SOURCE PASSAGE:

John Ford wanted to shoot in Wales or at least England, but it was not possible due to the incessant German attack upon the United Kingdom. So they built an entire 80-acre village in the Santa Monica Mountains, with the colliery looming at the top of the hill.
Early on it is a comforting sight as all the men trot up and down to and from work, representing opportunity and hard work rewarded. Toward the end it has become a virtual foreboding prison, a source of death and suffering as the owners stifle wages and increase production to night shifts. Gwilym’s death during one of these marks the film’s end, a bleak marker denoting that Huw, though still a child, has become the head of the household.
Watching it for the first time, I couldn’t help but be reminded of Frank McCourt’s “Angela’s Ashes,” with a similar young boy growing up in an Ireland devoid of opportunity. McCourt made it out through a love of words and education, but Huw rejects that path to uphold a family tradition that is eventually shown to be unworthy of that devotion.
Is “How Green Was My Valley” really so undeserving a Best Picture? I don’t think so. I personally think “Citizen Kane” is vastly overrated as a GOAT film; it’s technically brilliant but has all the emotional impact of a moldy kumquat.
Whereas “Valley,” if occasionally wandering into maudlin territory, in many ways represents the best sort of cinema. It’s an authentic and genuinely moving portrait of human suffering and the grace that grows in bearing it.

Data items
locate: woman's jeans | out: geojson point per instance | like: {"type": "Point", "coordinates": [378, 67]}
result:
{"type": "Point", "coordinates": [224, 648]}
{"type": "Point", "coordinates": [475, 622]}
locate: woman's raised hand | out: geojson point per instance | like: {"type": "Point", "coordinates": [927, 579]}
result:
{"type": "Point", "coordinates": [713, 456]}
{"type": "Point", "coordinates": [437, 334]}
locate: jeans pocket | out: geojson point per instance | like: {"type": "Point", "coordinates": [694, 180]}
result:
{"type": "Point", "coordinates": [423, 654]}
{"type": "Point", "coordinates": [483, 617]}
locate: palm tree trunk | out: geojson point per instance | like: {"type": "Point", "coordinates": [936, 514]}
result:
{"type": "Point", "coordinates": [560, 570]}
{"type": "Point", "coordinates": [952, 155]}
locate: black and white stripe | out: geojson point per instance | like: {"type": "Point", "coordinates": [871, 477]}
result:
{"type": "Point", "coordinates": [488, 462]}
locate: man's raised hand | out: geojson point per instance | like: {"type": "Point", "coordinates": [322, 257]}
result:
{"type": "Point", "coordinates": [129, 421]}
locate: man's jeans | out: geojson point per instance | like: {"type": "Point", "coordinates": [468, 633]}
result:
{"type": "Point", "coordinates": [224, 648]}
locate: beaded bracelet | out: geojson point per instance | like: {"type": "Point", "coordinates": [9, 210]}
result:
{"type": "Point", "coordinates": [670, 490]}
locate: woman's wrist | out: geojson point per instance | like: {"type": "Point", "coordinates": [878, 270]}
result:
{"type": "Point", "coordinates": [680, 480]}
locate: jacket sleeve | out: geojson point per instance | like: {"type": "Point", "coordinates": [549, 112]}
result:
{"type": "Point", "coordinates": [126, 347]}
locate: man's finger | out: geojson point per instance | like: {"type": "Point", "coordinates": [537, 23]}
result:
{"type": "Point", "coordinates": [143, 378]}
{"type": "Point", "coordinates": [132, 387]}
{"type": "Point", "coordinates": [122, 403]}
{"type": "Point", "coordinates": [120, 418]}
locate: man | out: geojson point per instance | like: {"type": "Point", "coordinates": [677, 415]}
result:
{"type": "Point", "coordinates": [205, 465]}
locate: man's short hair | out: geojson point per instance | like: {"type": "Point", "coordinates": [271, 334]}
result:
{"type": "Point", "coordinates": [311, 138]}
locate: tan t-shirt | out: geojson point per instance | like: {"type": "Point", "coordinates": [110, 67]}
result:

DIRECTIONS FOR THIS TASK:
Retype the film review word for word, from start to finish. You won't need the rows for this.

SOLUTION:
John Ford wanted to shoot in Wales or at least England, but it was not possible due to the incessant German attack upon the United Kingdom. So they built an entire 80-acre village in the Santa Monica Mountains, with the colliery looming at the top of the hill.
Early on it is a comforting sight as all the men trot up and down to and from work, representing opportunity and hard work rewarded. Toward the end it has become a virtual foreboding prison, a source of death and suffering as the owners stifle wages and increase production to night shifts. Gwilym’s death during one of these marks the film’s end, a bleak marker denoting that Huw, though still a child, has become the head of the household.
Watching it for the first time, I couldn’t help but be reminded of Frank McCourt’s “Angela’s Ashes,” with a similar young boy growing up in an Ireland devoid of opportunity. McCourt made it out through a love of words and education, but Huw rejects that path to uphold a family tradition that is eventually shown to be unworthy of that devotion.
Is “How Green Was My Valley” really so undeserving a Best Picture? I don’t think so. I personally think “Citizen Kane” is vastly overrated as a GOAT film; it’s technically brilliant but has all the emotional impact of a moldy kumquat.
Whereas “Valley,” if occasionally wandering into maudlin territory, in many ways represents the best sort of cinema. It’s an authentic and genuinely moving portrait of human suffering and the grace that grows in bearing it.